Aim of the exercise> In the entries that follow, identify the line containing "Could you identify the light" and return it together with all later lines, exactly as they appear.

Object pointing dataset rows>
** start **
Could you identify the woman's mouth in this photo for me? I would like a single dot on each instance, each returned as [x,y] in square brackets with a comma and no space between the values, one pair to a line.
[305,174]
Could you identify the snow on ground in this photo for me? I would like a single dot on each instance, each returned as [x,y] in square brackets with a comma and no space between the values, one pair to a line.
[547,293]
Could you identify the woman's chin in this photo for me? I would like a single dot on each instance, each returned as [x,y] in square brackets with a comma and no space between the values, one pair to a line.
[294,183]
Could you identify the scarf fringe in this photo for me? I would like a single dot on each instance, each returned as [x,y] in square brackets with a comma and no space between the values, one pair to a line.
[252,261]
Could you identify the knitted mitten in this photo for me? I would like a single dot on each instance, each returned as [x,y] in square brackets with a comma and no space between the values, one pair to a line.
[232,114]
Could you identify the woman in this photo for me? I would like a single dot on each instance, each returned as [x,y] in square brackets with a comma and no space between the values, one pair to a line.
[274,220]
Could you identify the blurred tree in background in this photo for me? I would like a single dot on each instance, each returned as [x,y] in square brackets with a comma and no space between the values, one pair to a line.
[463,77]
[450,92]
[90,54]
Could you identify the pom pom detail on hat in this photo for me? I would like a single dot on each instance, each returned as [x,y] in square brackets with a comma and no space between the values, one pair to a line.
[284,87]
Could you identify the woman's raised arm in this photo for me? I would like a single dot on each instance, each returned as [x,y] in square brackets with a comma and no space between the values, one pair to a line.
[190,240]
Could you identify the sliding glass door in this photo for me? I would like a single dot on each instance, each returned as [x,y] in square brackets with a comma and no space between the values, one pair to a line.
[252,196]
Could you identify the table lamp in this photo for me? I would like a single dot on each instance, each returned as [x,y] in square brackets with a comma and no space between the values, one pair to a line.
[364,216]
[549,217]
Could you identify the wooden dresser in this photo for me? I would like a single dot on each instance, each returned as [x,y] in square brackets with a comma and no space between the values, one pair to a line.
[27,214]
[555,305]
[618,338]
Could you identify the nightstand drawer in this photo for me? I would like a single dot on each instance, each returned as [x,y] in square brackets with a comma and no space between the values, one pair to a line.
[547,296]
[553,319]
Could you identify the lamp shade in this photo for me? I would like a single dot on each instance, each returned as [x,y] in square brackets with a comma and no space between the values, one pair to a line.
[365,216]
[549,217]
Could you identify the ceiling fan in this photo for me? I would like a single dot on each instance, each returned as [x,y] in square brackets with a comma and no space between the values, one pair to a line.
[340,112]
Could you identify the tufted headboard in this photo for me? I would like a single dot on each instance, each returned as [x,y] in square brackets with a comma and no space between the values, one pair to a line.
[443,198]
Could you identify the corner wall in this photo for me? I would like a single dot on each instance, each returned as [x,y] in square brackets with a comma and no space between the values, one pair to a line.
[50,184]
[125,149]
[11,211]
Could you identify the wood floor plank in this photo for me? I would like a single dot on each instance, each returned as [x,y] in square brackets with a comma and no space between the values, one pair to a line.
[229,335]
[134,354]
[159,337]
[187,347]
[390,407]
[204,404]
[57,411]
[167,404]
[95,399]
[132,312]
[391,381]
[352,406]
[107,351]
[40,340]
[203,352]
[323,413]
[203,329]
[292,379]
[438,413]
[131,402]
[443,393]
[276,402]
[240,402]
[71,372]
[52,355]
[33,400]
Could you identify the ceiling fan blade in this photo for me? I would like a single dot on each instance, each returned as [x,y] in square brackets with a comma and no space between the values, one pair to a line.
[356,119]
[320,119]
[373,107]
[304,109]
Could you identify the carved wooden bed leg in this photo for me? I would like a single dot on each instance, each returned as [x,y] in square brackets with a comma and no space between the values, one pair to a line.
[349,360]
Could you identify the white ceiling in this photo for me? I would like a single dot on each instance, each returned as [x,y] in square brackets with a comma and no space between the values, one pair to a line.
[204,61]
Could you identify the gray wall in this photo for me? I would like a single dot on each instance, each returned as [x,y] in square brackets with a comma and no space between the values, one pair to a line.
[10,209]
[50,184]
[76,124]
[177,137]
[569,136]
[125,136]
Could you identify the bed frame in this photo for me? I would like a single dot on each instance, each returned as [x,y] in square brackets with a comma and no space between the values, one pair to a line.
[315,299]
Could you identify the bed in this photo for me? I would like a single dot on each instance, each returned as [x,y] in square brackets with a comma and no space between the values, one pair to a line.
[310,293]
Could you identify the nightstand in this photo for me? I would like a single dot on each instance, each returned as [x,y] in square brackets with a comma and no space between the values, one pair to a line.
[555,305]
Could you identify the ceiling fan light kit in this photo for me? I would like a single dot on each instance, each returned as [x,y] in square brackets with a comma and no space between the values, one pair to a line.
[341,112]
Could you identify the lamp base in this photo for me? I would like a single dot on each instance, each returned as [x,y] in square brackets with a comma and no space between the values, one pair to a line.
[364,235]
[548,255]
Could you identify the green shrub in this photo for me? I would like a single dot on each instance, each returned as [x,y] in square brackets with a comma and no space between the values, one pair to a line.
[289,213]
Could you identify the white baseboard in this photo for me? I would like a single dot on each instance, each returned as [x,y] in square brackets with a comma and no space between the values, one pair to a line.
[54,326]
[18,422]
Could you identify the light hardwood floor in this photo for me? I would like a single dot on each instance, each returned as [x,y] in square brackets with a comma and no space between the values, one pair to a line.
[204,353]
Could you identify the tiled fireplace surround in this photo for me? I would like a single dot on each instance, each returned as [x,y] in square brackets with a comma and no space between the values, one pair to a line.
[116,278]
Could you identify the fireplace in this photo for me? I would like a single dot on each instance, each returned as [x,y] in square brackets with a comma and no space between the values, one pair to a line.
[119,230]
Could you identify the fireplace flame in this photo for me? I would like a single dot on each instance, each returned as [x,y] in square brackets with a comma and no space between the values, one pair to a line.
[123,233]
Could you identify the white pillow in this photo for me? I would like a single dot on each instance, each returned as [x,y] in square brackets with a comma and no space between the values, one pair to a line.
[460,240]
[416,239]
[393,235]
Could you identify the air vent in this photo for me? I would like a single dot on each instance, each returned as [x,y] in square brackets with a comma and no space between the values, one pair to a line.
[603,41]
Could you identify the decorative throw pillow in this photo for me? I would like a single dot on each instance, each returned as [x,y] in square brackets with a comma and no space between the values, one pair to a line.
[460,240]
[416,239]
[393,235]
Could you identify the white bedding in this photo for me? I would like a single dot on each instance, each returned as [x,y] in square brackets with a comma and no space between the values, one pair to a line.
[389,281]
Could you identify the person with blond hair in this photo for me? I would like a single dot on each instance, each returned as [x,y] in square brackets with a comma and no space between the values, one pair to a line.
** end **
Full response>
Could you identify the light hardwood floor in this photo for me? I would like a single dot on each instance, each returned as [x,y] in square brackets with a comma and no space between the values, one pair to a line.
[204,353]
Could you identify the tiled fireplace surround in this photo for me? I would like a single dot on each instance, each returned as [x,y] in square brackets with a comma and no space between the values, one pair to a line.
[116,278]
Could you identify the fireplace in this photo for me? I would like a single dot on each instance, each returned as [x,y] in square brackets with a comma and no space between the values, one pair to a line.
[119,230]
Could you identify the fireplace flame in this photo for me? I would like a single dot on each instance, each returned as [x,y] in square brackets with a comma and no space between the values, one pair to a line.
[123,233]
Could you identify the white pillow in this photo for me? I would like a single dot on each instance, each returned as [x,y] in square brackets with a comma and no space between the values, one pair to a line.
[460,240]
[416,239]
[393,235]
Could you identify the air vent in this photo for me? I would like a single dot on each instance, each returned as [x,y] in square brackets with a comma and no space between the values, one pair to a line.
[603,41]
Could you identify the decorative throw pillow in this photo for me? I would like a single dot on each instance, each returned as [x,y] in square brackets with a comma and no space between the values, one pair to a line.
[460,240]
[416,239]
[393,235]
Could you identify the white bedding in this photo for me? I would like a single dot on each instance, each returned as [x,y] in square brackets with a comma and no space between the values, one pair to a line.
[389,281]
Could you identify the person with blond hair in this photo for me? I would like a single dot on each instance, each returned as [x,y] in square brackets with a comma and no space between the values, one pair to a line.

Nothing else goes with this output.